» **WHAT THE TASK REQUIRES**
Please output every item below without any changes, leaving the pictures out.

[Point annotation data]

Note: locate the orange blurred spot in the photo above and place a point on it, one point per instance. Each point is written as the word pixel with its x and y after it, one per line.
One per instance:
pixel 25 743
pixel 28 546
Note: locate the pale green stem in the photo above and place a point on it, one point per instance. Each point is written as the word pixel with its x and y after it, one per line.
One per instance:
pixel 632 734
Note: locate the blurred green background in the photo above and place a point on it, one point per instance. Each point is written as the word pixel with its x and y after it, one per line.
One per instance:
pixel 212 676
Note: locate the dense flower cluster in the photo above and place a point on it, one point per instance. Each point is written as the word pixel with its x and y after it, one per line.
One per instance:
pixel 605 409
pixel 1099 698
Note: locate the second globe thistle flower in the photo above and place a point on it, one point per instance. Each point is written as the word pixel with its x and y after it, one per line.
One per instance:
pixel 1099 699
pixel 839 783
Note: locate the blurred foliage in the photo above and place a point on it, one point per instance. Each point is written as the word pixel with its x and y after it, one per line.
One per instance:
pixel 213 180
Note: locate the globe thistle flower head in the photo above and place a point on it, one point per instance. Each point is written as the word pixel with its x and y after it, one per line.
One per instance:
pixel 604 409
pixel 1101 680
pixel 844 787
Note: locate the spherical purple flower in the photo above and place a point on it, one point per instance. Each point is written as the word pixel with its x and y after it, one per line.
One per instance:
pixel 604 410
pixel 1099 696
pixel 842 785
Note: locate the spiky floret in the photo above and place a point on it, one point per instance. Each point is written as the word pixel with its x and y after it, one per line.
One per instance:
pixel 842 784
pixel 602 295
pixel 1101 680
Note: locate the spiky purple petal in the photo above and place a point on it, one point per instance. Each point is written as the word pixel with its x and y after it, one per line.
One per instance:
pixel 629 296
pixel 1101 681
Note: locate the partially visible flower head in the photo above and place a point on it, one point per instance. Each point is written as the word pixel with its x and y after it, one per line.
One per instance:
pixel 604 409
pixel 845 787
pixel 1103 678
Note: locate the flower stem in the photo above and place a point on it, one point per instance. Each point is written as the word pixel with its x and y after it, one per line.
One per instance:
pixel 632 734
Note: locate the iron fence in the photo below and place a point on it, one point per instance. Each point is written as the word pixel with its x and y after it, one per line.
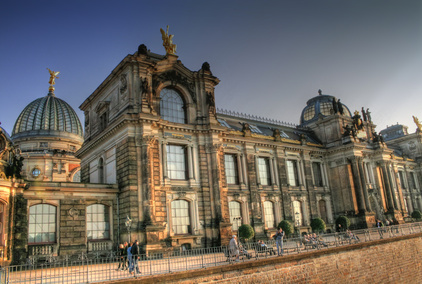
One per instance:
pixel 98 269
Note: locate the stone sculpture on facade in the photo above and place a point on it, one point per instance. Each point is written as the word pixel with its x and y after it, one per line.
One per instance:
pixel 418 124
pixel 168 42
pixel 53 76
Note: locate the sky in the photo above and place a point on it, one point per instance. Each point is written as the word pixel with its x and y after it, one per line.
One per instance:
pixel 271 56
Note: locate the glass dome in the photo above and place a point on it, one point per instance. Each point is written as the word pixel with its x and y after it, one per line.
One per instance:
pixel 320 105
pixel 47 116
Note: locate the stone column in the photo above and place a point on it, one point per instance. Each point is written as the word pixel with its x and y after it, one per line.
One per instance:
pixel 387 186
pixel 190 164
pixel 364 189
pixel 258 177
pixel 270 162
pixel 358 186
pixel 393 182
pixel 273 161
pixel 239 169
pixel 412 195
pixel 164 156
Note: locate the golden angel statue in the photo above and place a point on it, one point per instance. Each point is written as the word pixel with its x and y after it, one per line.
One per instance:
pixel 53 76
pixel 168 41
pixel 418 124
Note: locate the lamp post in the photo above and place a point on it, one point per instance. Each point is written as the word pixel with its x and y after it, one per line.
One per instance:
pixel 128 224
pixel 297 222
pixel 234 220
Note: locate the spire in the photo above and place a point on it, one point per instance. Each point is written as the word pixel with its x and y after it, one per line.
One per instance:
pixel 53 76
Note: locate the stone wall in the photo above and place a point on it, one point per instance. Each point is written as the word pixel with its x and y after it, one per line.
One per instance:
pixel 394 260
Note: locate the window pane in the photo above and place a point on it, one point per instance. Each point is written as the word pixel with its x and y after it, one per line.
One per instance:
pixel 180 216
pixel 176 165
pixel 172 106
pixel 98 224
pixel 42 223
pixel 292 173
pixel 316 169
pixel 230 163
pixel 235 215
pixel 264 171
pixel 269 214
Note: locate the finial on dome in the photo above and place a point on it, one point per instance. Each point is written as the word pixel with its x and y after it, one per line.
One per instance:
pixel 53 76
pixel 168 42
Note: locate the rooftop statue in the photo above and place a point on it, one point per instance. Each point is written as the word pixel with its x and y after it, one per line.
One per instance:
pixel 168 42
pixel 418 124
pixel 53 76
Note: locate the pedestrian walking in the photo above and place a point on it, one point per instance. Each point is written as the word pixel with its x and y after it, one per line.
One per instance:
pixel 122 252
pixel 234 248
pixel 136 254
pixel 129 258
pixel 279 241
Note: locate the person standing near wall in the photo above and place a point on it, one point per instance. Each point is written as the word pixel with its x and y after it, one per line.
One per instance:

» **SOLUTION BELOW**
Note: locate the orange blurred spot in the photo above and place a point on it, one point per instance. Each point is written as the word pixel with its x and y after it, one per line.
One per instance:
pixel 25 743
pixel 28 546
Note: locate the pale green stem in the photo above and place a point on it, one point per instance. Each point is written as the word pixel with its x and y after it, one per line.
One per instance:
pixel 632 734
Note: locate the blurred green background in the photo above and place a point on it, one point per instance. Each point is written as the word pixel with its x and y after it, one per line.
One per instance:
pixel 212 676
Note: locate the dense flower cluster in the photo above and place a point on it, one point per instance. Each point is written as the word pixel with its x and y after it, one per line.
One per instance:
pixel 605 409
pixel 1099 698
Note: locate the second globe thistle flower in the photo above and place a point on it, one point per instance. Each point is written as the word pixel with its x and y after it, one per line.
One per instance:
pixel 1099 699
pixel 839 783
Note: locate the blurred foliage in the photo above and place a point on it, one point per instance. Each point is written as the word pixel with its x and y after it, one per line.
One per instance:
pixel 213 180
Note: locate the globe thistle flower head in the photo above and place a point on it, one point per instance. Each point is written as the word pixel with its x and y after it, one per line.
One per instance:
pixel 604 409
pixel 1101 680
pixel 844 787
Note: locate the spherical purple flower in the photo above and place a point on it, one point per instance. Each point is written as the word pixel with its x and y after it, one per line.
One per instance:
pixel 604 410
pixel 1099 696
pixel 842 785
Note: locate the spiky floret in the photo above and place a point on it, one point per instance. Each point is written as the word pixel with its x and y after it, one per line.
One per instance:
pixel 842 784
pixel 602 295
pixel 1101 680
Note: locate the spiky purple petal in the photo above and place a point on it, one point per instance. Each point is written as the word pixel with its x and y after it, one per line.
One per instance:
pixel 629 296
pixel 1101 681
Note: locate the partially visible flower head in the photo above and place a point on it, one point per instance. Each point is written as the word pixel with its x and y after it, one per line.
One per instance:
pixel 604 409
pixel 845 787
pixel 1103 678
Note: locate the flower stem in the photo above and place a point on it, one point per instance. Each point is written as the word pixel with its x and y after it, one per line.
One per instance:
pixel 632 734
Note: locate the iron fence in the photo below and place a point on it, one point per instance. Each point is written as the word pixel with its x and y after it, one per line.
One per instance:
pixel 98 269
Note: locate the stone sculpture on facade in the photo above and place a point on it, one point per instance. Each point is written as the word pixel with its x and y after it, one per line.
One per instance:
pixel 418 124
pixel 168 42
pixel 53 76
Note: locate the sky in the photo above and place a point on it, one point per instance. Each point is written as the word pixel with its x and y after it, one per line.
One per instance:
pixel 271 56
Note: locate the glass dome in the photo above and place a point on it, one point per instance. Each point is written as the word pixel with its x and y after it, one per line.
One per instance:
pixel 320 105
pixel 47 116
Note: locate the stone column in the photo above and place a point on it, one point per instance. Each point is written as the word pixel with its x and y after it, one per line.
One per instance:
pixel 387 186
pixel 190 164
pixel 364 189
pixel 258 177
pixel 270 162
pixel 358 186
pixel 393 182
pixel 273 161
pixel 239 169
pixel 412 195
pixel 164 156
Note: locate the golden angel statue in the photo above and place a point on it, one point per instance. Each point is written as the word pixel with its x and y after it, one per line.
One per instance:
pixel 53 76
pixel 168 41
pixel 418 124
Note: locate the lamp post in the photo above and place a point on it, one point per instance. Each point is written as the word pixel with its x and y after it, one per line.
One per instance:
pixel 128 224
pixel 297 222
pixel 234 220
Note: locate the spire in the photo above and place a point on it, one point per instance. Each point is written as the word pixel with its x and y after it, one per line.
One per instance:
pixel 53 76
Note: locate the stone wall in the photo above and place a point on it, one point per instance. Each point is written as the word pixel with its x and y after it, one per line.
One per instance:
pixel 394 260
Note: locate the window pane in the photo above and place a point on it, one point per instance. Each point is written as the word pixel with its x and y after it, one per line.
One per instance:
pixel 180 216
pixel 176 165
pixel 172 106
pixel 98 224
pixel 42 223
pixel 292 173
pixel 316 169
pixel 230 163
pixel 235 215
pixel 264 171
pixel 269 214
Note: locate the finial on dome in the photo above and place a point on it, one point per instance. Each point is written as the word pixel with its x and y after it, one per line.
One per instance:
pixel 53 76
pixel 168 42
Note: locate the rooftop statue in the photo above and place a point on it, one point per instance. Each point is written as the word pixel with its x and y after it, one per line.
One per instance:
pixel 168 42
pixel 418 124
pixel 53 76
Note: locate the pedestrian walking in the photo above and place a point on it, one point per instance. Each point is written as the word pixel with its x and y after it, one per line.
One per instance:
pixel 122 252
pixel 234 248
pixel 136 254
pixel 129 258
pixel 279 241
Note: locate the person standing near wall in the photo above and place a point on it, one point per instance. Each point is written as the word pixel with its x and y after it, one per line.
One per instance:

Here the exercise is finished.